** Start of Data to use **

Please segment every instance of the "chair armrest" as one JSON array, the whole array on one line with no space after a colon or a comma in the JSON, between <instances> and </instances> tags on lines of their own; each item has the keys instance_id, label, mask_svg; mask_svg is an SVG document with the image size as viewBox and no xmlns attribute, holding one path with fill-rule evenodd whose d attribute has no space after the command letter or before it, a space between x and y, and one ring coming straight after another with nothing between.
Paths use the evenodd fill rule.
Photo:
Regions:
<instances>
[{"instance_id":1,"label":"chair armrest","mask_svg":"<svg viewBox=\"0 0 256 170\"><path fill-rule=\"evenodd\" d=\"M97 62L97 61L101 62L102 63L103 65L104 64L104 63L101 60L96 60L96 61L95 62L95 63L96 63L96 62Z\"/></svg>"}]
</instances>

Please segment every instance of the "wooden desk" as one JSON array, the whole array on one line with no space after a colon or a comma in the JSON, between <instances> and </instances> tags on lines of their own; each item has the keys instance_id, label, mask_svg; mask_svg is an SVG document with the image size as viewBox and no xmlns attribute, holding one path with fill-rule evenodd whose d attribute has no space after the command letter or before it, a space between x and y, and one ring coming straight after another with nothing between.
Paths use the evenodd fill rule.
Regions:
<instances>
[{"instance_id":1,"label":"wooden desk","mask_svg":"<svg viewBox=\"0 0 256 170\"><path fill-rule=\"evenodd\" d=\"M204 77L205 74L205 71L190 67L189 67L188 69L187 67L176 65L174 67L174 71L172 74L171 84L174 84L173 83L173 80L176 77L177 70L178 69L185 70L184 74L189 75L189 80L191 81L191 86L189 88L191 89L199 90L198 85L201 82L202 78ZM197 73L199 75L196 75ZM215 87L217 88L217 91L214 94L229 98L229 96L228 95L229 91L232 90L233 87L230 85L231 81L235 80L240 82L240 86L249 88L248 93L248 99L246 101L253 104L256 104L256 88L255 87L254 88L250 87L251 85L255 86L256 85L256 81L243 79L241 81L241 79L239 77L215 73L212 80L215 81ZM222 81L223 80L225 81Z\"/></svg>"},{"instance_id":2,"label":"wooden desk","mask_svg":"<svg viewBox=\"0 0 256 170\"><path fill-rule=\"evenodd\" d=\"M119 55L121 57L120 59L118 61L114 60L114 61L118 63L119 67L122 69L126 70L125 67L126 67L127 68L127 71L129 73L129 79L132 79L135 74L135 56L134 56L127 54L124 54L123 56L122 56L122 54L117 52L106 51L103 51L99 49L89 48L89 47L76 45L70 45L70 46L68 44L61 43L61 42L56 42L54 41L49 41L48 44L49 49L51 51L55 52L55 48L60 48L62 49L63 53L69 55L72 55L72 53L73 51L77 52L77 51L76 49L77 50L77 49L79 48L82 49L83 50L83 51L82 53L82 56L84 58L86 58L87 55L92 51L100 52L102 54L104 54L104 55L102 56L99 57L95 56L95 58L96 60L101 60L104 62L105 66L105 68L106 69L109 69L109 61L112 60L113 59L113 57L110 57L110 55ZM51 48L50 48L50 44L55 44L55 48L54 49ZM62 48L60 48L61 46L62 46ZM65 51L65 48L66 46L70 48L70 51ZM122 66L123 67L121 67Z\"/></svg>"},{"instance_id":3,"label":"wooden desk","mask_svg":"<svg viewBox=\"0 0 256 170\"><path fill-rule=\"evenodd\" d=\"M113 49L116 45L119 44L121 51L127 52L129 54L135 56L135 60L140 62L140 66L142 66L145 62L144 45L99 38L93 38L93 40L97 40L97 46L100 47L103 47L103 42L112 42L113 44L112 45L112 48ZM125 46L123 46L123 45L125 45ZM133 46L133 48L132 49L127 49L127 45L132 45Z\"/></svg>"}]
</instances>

** End of Data to use **

Requirements:
Reproduce the entries above exactly.

Solution:
Please segment every instance of the "chair armrest" as one JSON array, the whole array on one line with no space after a colon or a comma in the JSON, between <instances> and </instances> tags on lines of their own; each item has the keys instance_id, label, mask_svg; mask_svg is an SVG document with the image size as viewBox and no xmlns attribute, holding one path with fill-rule evenodd whose d attribute has no space after the command letter or before it, a space between x and y, and one ring coming straight after another with nothing between.
Paths use the evenodd fill rule.
Photo:
Regions:
<instances>
[{"instance_id":1,"label":"chair armrest","mask_svg":"<svg viewBox=\"0 0 256 170\"><path fill-rule=\"evenodd\" d=\"M97 62L97 61L101 62L102 63L103 65L104 64L104 63L101 60L96 60L96 61L95 62L95 63L96 63L96 62Z\"/></svg>"}]
</instances>

Please segment every instance of the "wooden desk" as one JSON array, the whole array on one line with no space after a colon or a comma in the JSON, between <instances> and </instances> tags on lines of their own; each item has the keys instance_id, label, mask_svg; mask_svg is an SVG document with the image size as viewBox and no xmlns attribute, holding one path with fill-rule evenodd whose d attribute has no space after the command letter or before it, a space between x and y, and one ring coming straight after another with nothing between.
Paths use the evenodd fill rule.
Regions:
<instances>
[{"instance_id":1,"label":"wooden desk","mask_svg":"<svg viewBox=\"0 0 256 170\"><path fill-rule=\"evenodd\" d=\"M204 77L205 74L205 71L190 67L189 67L188 69L187 67L176 65L174 67L174 71L172 74L171 84L174 84L173 83L173 80L176 77L177 70L178 69L185 70L184 74L189 75L189 80L191 81L191 86L189 88L191 89L199 90L198 85L201 82L202 78ZM197 73L199 75L196 75ZM215 87L217 88L217 91L214 94L229 98L229 96L228 95L229 91L232 90L233 87L230 85L231 81L235 80L240 82L240 86L249 88L248 93L248 99L246 101L253 104L256 104L256 88L255 87L254 88L250 87L251 85L255 86L256 85L256 81L243 79L241 81L241 79L239 77L215 73L212 80L215 81ZM222 81L223 80L225 81Z\"/></svg>"},{"instance_id":2,"label":"wooden desk","mask_svg":"<svg viewBox=\"0 0 256 170\"><path fill-rule=\"evenodd\" d=\"M119 55L121 57L120 59L118 61L114 60L114 61L118 63L119 67L122 69L126 70L125 67L126 67L127 68L127 71L129 73L129 79L132 79L135 74L135 56L134 56L127 54L124 54L123 56L122 56L122 54L117 52L106 51L103 51L99 49L89 48L89 47L76 45L70 45L70 46L68 44L61 43L61 42L56 42L54 41L49 41L48 44L49 49L51 51L55 52L55 48L60 48L62 49L63 53L69 55L72 55L72 53L73 51L77 52L77 51L76 49L77 50L77 49L79 48L82 49L83 50L83 51L82 53L82 56L84 58L86 58L87 55L92 51L100 52L102 54L104 54L104 55L102 56L99 57L95 56L95 58L96 60L101 60L104 62L105 66L105 68L106 69L109 69L109 61L112 60L113 59L113 57L110 57L110 55ZM51 48L50 48L50 44L55 44L55 48L54 49ZM62 48L60 48L61 46L62 46ZM65 51L65 48L66 46L70 48L70 51ZM122 66L123 67L121 67Z\"/></svg>"},{"instance_id":3,"label":"wooden desk","mask_svg":"<svg viewBox=\"0 0 256 170\"><path fill-rule=\"evenodd\" d=\"M113 49L116 45L119 44L121 51L127 52L129 54L135 56L135 60L140 62L140 66L142 66L145 62L144 45L99 38L93 38L93 40L97 40L97 46L100 47L103 47L103 42L112 42L113 44L112 45L112 48ZM125 46L123 46L123 45L125 45ZM133 46L133 48L132 49L127 49L127 45L132 45Z\"/></svg>"}]
</instances>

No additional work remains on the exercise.